▶ _TASK TO COMPLETE_: The pictures are to be dropped, and the records below are to be restated word for word.

⟨

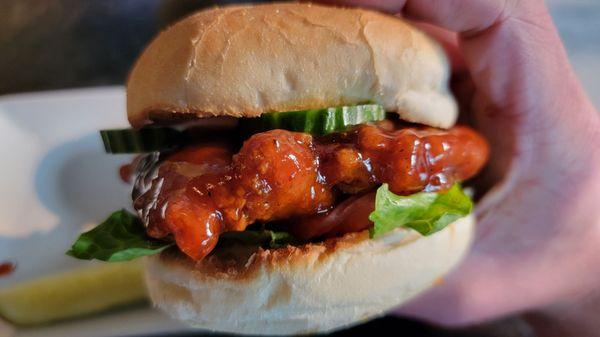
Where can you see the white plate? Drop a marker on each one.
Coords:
(56, 181)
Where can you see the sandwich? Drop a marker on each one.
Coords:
(298, 169)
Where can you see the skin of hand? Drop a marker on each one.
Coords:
(537, 246)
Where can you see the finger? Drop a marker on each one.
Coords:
(449, 41)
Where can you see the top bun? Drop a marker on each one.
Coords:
(242, 61)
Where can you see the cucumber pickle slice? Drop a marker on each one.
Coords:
(317, 122)
(139, 141)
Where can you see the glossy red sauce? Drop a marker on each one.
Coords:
(6, 268)
(204, 190)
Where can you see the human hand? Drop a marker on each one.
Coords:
(539, 227)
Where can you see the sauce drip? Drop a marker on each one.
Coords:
(204, 190)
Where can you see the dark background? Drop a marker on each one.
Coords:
(59, 44)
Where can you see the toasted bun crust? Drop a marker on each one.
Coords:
(242, 61)
(312, 288)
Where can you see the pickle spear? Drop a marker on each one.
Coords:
(73, 293)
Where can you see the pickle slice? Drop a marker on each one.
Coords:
(73, 293)
(317, 121)
(142, 140)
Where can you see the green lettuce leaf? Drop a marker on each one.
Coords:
(424, 212)
(121, 237)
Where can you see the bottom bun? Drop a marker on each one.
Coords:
(311, 288)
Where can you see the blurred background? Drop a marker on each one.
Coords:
(57, 44)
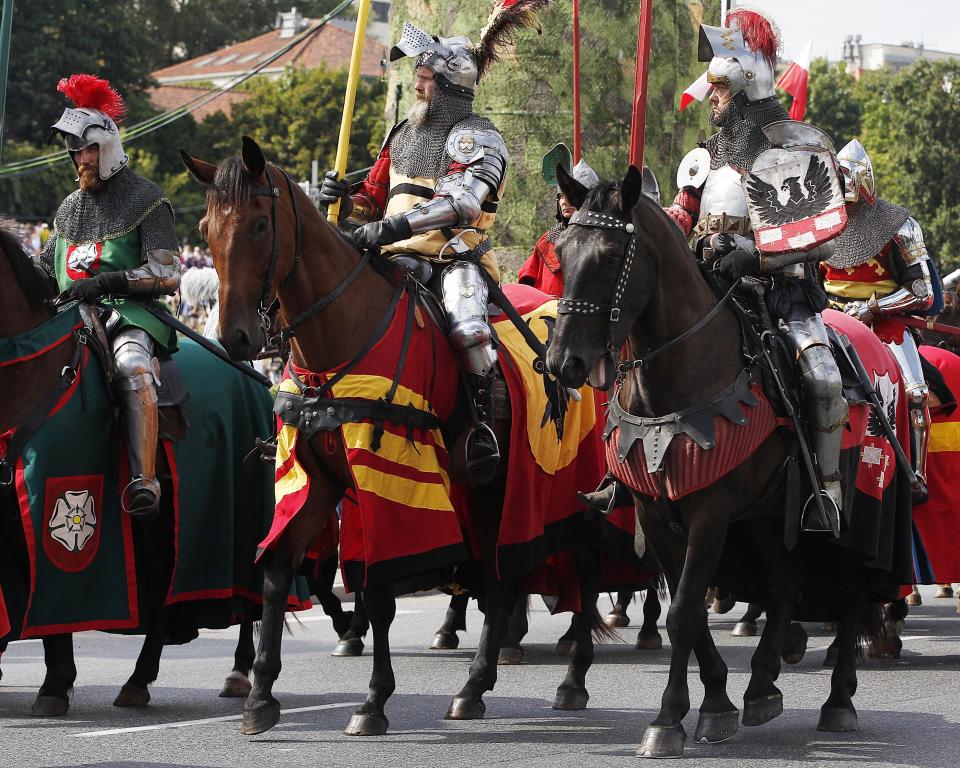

⟩

▶ _THE COMPLETED TASK_:
Where can you see the white plate? Drop a marker on each one.
Coords:
(56, 181)
Where can you see the sandwich? Drop a marker on each one.
Coords:
(298, 169)
Where can you see the skin of hand? Drop a marker on each one.
Coords:
(537, 246)
Where can you see the finger? Drop a marker on each one.
Coords:
(449, 41)
Where can you see the top bun? Drop a marker on each one.
Coords:
(242, 61)
Where can you see the cucumber pickle slice? Drop a marker on each one.
Coords:
(317, 122)
(139, 141)
Where can you see the glossy red sauce? Drop a marker on each one.
Coords:
(6, 268)
(204, 190)
Where can you see the human hand? Drop a marker on each one.
Coords:
(539, 227)
Where can you see the sauce drip? Drop a marker on each one.
Coords:
(204, 190)
Where can you see the dark background? Drop a marker on each one.
Coords:
(59, 44)
Where can you see the toasted bun crust? Drop a marker on each one.
Coords:
(242, 61)
(312, 288)
Where can you see the pickle spear? Drop a marker on each one.
Coords:
(73, 293)
Where can you see the pickle slice? Drop a marker on each one.
Coords:
(73, 293)
(317, 121)
(142, 140)
Where can you see the green lettuce leaf? Drop a marker on each one.
Coords:
(424, 212)
(121, 237)
Where can you see the bottom bun? Drop a marker on each one.
Coords:
(311, 288)
Where can you see the blurred background? Drop a marker on each one.
Coords:
(57, 44)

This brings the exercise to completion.